* **PROBLEM DETAILS**
Tally the lines in the records below that contain the string "tree", treating uppercase and lowercase as distinct. Reply with the number only.

* **Position annotation records**
* Start *

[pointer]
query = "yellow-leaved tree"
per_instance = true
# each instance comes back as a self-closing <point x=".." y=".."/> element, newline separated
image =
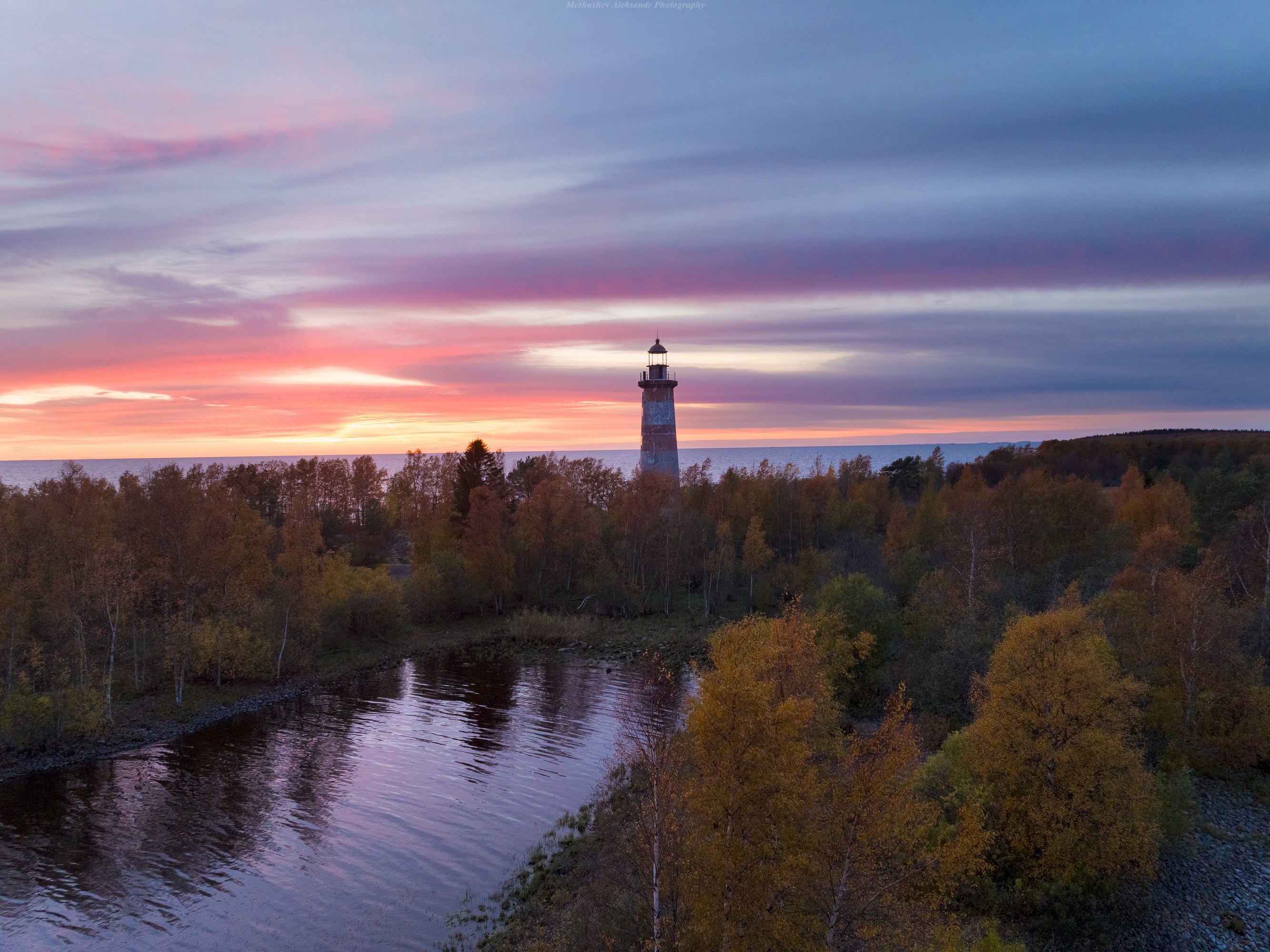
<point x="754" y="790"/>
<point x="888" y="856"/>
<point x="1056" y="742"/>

* End *
* Start *

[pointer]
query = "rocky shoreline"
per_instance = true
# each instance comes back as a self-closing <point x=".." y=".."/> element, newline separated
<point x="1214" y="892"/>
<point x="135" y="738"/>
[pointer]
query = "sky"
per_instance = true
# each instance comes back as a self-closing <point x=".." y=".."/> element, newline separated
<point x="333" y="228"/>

* End *
* Start *

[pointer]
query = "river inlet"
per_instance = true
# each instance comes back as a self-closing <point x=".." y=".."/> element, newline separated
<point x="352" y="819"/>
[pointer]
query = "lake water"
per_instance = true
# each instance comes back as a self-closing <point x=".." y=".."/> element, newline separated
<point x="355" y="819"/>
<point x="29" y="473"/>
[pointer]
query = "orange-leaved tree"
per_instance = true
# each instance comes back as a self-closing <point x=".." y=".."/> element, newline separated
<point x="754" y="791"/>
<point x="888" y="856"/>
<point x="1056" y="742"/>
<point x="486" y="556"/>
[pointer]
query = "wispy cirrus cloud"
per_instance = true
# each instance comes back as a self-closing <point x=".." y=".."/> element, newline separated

* End *

* **WRITTEN RESPONSE**
2